== Aim of the task ==
Could you print exactly the lines of the listing below, starting at the line that has "Practice. Identify the man's ear" and ending at the line that has "Practice. Identify the black podium", and only those lines?

== Source records ==
──────────────────────────────

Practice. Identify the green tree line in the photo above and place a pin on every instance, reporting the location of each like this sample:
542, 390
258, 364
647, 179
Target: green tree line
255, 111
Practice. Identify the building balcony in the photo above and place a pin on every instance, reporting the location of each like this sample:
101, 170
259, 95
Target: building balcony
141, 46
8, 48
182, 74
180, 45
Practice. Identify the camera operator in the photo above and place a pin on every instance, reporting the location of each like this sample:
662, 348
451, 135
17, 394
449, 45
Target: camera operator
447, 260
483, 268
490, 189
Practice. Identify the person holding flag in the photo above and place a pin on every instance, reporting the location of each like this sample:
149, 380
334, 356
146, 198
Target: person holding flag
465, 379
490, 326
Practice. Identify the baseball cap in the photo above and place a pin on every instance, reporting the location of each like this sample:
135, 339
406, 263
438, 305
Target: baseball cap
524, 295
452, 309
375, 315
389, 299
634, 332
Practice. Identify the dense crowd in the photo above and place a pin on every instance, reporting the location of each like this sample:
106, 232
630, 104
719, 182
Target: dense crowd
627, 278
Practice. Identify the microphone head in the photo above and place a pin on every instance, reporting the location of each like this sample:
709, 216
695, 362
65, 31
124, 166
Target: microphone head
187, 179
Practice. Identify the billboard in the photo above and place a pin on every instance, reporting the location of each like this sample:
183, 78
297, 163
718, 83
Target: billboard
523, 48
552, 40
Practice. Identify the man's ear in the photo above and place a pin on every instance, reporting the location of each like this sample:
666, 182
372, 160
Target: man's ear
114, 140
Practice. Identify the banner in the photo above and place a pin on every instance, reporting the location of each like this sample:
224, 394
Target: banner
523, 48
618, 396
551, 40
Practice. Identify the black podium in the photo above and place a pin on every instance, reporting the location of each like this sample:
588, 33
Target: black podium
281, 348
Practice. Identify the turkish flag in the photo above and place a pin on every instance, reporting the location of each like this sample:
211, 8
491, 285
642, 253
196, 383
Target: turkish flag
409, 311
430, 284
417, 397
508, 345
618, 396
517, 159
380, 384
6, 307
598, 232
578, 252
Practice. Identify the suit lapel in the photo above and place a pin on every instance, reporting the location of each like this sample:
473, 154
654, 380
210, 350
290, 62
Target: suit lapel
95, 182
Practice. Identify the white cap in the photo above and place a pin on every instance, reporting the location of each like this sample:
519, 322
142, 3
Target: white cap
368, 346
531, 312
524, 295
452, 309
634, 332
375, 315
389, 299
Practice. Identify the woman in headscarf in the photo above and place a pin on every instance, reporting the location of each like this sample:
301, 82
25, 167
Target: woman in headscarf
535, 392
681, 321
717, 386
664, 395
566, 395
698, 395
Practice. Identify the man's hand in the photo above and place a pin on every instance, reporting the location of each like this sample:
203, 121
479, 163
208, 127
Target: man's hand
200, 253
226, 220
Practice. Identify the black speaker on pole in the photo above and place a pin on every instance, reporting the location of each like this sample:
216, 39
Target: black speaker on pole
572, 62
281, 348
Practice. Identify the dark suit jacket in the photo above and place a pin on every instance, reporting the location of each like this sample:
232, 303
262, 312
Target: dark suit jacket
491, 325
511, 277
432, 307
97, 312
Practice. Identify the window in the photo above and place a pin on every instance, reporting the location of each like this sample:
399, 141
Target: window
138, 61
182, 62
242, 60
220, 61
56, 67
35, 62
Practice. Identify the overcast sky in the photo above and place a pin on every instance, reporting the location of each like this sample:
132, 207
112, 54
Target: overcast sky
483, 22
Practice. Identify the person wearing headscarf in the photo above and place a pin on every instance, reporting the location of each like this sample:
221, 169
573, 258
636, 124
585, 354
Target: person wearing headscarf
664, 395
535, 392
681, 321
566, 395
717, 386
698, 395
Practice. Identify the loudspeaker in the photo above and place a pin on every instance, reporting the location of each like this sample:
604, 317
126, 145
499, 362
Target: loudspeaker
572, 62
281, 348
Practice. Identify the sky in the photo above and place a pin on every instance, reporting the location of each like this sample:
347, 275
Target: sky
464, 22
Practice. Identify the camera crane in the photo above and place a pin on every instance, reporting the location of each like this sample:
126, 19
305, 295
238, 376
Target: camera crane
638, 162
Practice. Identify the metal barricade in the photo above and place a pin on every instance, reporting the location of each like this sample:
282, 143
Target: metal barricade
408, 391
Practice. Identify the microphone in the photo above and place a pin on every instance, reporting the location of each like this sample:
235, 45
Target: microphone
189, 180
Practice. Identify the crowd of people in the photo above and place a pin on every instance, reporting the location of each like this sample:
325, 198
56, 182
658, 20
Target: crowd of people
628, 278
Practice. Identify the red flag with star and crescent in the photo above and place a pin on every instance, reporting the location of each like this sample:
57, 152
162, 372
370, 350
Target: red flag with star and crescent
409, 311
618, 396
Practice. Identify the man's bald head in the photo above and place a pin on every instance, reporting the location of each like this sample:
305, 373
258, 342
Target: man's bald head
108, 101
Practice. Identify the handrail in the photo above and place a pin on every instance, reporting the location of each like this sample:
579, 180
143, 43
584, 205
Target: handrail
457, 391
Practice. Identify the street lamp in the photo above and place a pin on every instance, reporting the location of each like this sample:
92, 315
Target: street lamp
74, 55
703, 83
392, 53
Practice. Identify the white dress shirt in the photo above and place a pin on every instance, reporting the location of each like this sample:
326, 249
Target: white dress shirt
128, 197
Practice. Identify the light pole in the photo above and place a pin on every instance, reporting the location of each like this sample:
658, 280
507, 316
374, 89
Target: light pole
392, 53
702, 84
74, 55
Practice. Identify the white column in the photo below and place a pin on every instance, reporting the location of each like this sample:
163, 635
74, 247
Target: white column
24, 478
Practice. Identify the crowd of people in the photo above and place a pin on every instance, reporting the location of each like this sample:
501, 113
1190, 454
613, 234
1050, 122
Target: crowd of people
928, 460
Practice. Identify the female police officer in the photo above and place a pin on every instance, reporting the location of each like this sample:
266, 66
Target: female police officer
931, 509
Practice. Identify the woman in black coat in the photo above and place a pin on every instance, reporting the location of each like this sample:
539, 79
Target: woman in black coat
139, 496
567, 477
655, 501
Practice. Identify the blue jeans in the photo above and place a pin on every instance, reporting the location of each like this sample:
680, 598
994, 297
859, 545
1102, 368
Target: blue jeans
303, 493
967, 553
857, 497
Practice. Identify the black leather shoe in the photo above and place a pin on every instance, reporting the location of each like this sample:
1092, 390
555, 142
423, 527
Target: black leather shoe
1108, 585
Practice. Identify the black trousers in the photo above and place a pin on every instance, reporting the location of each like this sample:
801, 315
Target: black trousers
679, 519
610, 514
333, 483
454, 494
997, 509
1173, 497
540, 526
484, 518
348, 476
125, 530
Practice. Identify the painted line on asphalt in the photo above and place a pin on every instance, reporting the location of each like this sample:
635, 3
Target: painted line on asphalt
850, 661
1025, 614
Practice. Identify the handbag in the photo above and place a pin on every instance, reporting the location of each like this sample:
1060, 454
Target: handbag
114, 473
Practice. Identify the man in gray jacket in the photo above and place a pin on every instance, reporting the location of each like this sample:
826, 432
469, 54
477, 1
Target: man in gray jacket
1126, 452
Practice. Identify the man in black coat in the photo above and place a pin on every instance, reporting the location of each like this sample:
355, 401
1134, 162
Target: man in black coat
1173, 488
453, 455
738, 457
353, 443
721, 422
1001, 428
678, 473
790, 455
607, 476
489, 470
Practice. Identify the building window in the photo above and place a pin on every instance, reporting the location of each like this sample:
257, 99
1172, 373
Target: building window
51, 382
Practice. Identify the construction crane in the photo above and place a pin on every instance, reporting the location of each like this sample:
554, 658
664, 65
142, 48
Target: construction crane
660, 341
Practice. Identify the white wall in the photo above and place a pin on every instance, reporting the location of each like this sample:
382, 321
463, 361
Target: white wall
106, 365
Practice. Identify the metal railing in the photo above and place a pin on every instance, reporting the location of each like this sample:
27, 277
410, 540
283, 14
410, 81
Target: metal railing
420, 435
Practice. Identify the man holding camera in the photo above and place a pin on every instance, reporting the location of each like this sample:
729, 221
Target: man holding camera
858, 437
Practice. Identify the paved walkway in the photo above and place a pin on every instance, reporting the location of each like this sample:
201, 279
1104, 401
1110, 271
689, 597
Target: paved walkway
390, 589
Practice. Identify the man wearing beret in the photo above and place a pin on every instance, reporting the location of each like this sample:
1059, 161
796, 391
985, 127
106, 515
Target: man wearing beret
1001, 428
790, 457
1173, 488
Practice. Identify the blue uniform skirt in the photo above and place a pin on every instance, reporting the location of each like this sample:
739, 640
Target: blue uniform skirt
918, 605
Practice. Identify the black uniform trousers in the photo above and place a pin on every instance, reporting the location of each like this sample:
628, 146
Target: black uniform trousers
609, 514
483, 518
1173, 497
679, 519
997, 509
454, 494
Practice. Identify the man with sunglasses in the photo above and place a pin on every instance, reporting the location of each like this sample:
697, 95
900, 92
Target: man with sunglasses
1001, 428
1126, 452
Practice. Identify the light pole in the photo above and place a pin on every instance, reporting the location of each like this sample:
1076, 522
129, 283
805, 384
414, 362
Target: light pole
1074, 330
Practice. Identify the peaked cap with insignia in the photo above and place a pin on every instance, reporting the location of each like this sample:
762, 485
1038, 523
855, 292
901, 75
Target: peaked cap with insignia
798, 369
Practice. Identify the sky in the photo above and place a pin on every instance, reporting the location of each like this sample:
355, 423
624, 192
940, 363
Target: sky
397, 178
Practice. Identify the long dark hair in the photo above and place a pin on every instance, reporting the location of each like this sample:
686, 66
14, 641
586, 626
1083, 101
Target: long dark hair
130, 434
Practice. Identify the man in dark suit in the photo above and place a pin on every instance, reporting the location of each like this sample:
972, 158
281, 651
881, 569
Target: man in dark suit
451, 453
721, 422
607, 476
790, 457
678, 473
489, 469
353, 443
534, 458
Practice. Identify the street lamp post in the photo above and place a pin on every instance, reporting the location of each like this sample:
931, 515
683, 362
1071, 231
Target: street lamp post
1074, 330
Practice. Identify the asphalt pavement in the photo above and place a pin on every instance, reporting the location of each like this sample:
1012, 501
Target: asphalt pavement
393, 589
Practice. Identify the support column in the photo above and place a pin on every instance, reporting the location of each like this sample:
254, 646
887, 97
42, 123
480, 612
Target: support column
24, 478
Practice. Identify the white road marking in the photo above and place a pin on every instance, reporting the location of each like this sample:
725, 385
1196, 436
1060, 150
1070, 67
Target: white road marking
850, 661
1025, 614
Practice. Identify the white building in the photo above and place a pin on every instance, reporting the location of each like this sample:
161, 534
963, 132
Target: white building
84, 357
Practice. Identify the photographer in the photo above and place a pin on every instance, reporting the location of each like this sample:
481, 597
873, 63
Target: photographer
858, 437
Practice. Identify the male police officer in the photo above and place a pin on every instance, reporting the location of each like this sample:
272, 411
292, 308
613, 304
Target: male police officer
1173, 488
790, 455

──────────────────────────────

== Answer to the exercise ==
Practice. Identify the man's ear in the photo above and place a pin on every instance, reporting the location of each like this sample:
666, 182
372, 160
Target: man's ear
114, 140
Practice. Identify the banner in the photo above and place a pin on every instance, reporting the location of each like this sample:
224, 394
Target: banner
523, 48
618, 396
551, 40
Practice. Identify the black podium in the photo above and place a pin on every instance, reporting the location of each like this sample:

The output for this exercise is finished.